> EXERCISE REQUIREMENTS: Here is a block of records. Copy every line in it that includes "hooked".

━━━━━━

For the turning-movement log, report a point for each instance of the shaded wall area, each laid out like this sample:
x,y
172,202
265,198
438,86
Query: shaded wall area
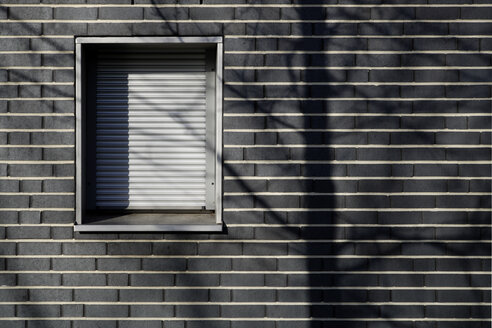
x,y
356,171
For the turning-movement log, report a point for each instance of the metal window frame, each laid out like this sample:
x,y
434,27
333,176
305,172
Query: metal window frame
x,y
214,116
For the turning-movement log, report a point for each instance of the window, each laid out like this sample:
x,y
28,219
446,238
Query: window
x,y
148,134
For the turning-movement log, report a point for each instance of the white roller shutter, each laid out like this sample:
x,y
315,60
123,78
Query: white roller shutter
x,y
151,129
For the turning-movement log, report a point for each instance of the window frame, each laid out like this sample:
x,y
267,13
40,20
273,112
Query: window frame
x,y
167,221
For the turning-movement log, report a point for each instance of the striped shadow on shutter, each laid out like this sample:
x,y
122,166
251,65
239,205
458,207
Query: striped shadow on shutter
x,y
151,129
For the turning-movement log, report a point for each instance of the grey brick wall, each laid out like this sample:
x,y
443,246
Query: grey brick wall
x,y
357,170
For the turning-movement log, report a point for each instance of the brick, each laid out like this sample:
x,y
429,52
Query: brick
x,y
194,311
126,29
263,264
467,60
9,217
18,138
30,13
255,13
164,264
447,311
9,186
424,186
50,295
437,13
13,295
423,60
63,29
211,13
186,295
380,186
30,185
28,232
118,264
140,324
52,138
84,279
437,76
288,311
197,280
94,323
38,310
120,13
468,91
200,29
106,311
140,295
28,264
95,295
241,311
73,264
334,29
75,13
258,324
401,280
20,28
8,279
39,279
29,91
302,13
479,122
129,248
39,248
457,138
392,13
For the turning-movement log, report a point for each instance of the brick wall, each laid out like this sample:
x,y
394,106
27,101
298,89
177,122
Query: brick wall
x,y
357,170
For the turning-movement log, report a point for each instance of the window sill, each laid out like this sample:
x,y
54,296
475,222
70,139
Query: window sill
x,y
151,222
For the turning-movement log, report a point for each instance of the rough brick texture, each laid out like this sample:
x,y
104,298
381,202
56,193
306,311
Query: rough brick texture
x,y
356,170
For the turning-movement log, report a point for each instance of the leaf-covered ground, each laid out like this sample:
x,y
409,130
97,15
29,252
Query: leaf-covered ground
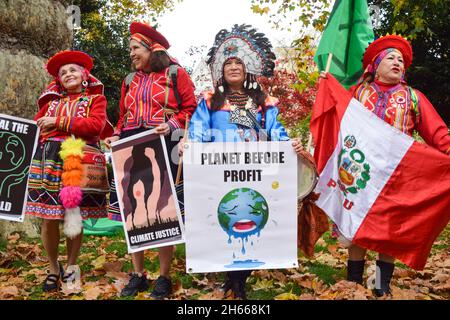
x,y
105,264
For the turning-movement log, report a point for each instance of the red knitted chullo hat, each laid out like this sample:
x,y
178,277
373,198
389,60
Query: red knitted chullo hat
x,y
389,41
66,57
149,32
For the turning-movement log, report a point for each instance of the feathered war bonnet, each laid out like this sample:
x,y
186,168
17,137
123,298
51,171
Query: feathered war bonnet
x,y
245,43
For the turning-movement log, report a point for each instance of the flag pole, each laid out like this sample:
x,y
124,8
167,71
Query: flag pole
x,y
180,161
327,69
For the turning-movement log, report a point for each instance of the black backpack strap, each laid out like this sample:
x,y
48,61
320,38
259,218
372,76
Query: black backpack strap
x,y
173,73
261,130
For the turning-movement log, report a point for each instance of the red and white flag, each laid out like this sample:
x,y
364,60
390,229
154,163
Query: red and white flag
x,y
385,191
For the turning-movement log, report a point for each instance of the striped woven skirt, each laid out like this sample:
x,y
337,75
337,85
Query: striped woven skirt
x,y
44,185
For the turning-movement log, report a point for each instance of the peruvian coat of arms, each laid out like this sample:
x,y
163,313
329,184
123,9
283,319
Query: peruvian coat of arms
x,y
354,172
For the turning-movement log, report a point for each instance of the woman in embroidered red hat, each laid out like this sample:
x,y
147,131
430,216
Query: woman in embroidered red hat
x,y
158,95
383,90
72,119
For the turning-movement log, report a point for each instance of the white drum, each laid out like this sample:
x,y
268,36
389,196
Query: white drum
x,y
306,177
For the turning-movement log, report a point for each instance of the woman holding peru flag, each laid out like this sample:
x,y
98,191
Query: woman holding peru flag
x,y
383,190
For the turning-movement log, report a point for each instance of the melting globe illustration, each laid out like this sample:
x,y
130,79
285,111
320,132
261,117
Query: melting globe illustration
x,y
243,212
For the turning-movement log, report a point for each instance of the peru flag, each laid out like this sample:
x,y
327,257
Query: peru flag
x,y
385,191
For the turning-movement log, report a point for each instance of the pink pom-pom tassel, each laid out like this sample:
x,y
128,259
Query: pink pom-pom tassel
x,y
71,196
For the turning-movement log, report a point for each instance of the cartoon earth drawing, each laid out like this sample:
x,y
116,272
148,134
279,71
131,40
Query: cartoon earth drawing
x,y
12,152
243,212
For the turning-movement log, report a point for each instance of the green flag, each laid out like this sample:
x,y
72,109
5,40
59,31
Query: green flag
x,y
347,35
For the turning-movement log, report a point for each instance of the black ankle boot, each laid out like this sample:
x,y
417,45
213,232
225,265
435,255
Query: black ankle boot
x,y
383,278
355,270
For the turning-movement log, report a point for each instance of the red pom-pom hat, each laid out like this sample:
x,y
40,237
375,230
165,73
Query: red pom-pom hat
x,y
68,56
389,41
149,32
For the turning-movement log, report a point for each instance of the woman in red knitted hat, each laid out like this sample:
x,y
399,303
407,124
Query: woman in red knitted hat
x,y
150,99
72,119
383,90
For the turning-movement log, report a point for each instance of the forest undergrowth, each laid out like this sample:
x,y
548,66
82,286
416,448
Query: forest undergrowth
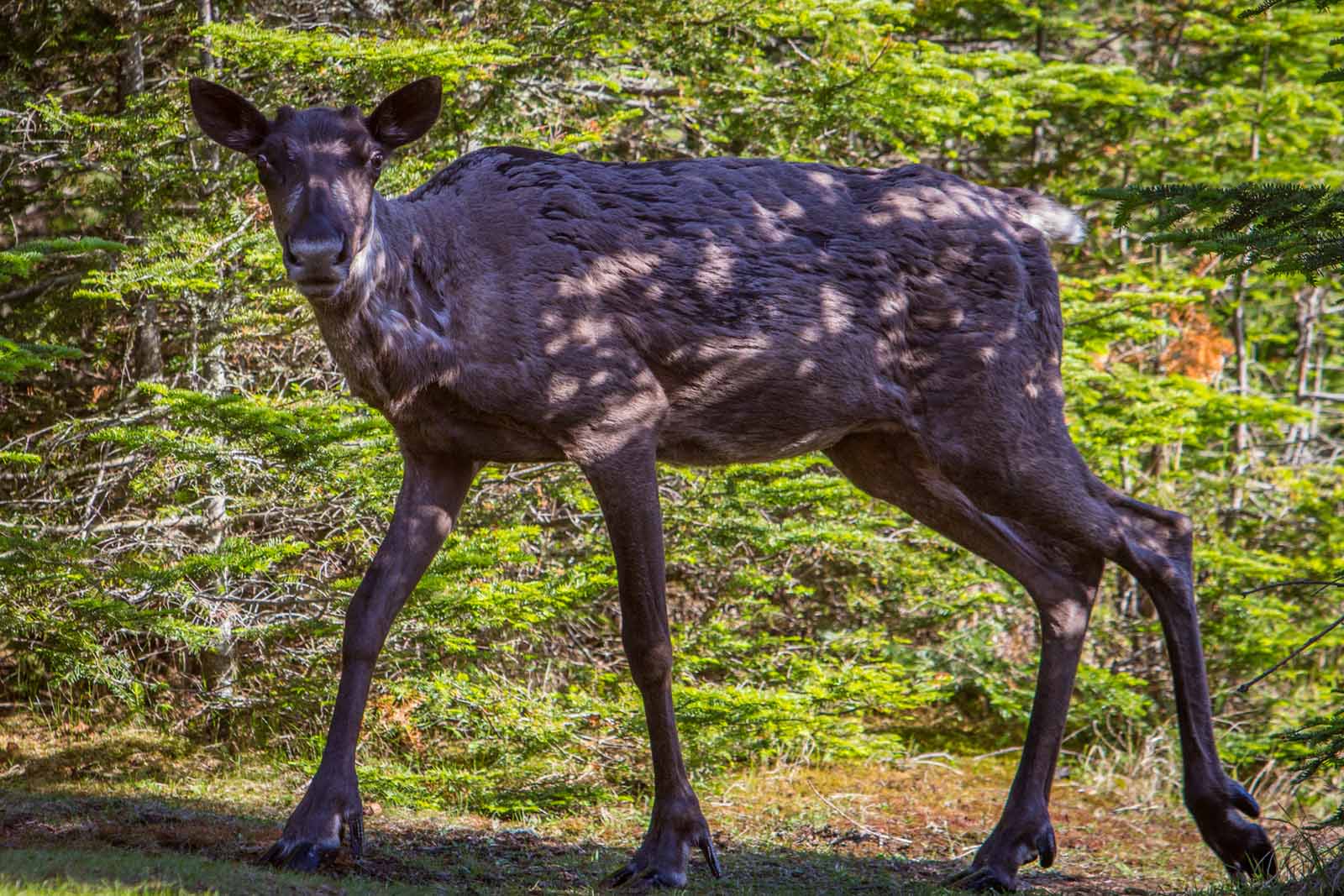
x,y
188,493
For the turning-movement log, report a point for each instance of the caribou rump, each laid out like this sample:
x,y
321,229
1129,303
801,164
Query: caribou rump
x,y
530,307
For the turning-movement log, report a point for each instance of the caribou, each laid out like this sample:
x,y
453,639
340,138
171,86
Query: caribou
x,y
531,307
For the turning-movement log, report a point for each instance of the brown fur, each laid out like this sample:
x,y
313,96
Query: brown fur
x,y
524,307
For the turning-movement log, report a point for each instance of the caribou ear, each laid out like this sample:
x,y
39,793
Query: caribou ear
x,y
226,117
407,113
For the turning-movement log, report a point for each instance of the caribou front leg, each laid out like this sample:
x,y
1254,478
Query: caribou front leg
x,y
433,488
625,484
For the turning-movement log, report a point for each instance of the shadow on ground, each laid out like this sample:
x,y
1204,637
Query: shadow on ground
x,y
190,846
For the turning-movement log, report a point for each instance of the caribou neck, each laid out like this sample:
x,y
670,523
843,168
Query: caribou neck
x,y
389,327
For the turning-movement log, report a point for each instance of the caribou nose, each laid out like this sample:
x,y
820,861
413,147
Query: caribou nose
x,y
316,257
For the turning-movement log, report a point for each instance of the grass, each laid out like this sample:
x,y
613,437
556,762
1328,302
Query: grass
x,y
131,810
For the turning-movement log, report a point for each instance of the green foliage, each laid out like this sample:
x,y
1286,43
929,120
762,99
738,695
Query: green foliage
x,y
179,542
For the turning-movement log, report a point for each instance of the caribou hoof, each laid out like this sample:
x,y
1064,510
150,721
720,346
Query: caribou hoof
x,y
660,860
295,855
1012,844
984,879
328,813
1242,846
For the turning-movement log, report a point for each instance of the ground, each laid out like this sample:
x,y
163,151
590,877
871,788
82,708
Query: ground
x,y
124,812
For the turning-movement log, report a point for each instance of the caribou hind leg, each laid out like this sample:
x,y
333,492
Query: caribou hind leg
x,y
1062,580
1039,479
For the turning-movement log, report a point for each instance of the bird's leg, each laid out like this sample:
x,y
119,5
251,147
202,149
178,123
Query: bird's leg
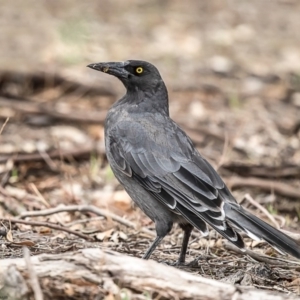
x,y
187,229
155,243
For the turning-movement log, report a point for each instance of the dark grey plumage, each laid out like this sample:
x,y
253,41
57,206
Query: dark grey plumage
x,y
162,171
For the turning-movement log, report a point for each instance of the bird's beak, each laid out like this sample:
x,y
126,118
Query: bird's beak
x,y
113,68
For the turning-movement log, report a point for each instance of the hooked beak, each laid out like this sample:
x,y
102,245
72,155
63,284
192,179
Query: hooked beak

━━━━━━

> REPLY:
For the turning-movement log, report a point for each instance of the hooked beak, each laid out like this sample:
Query: hooked beak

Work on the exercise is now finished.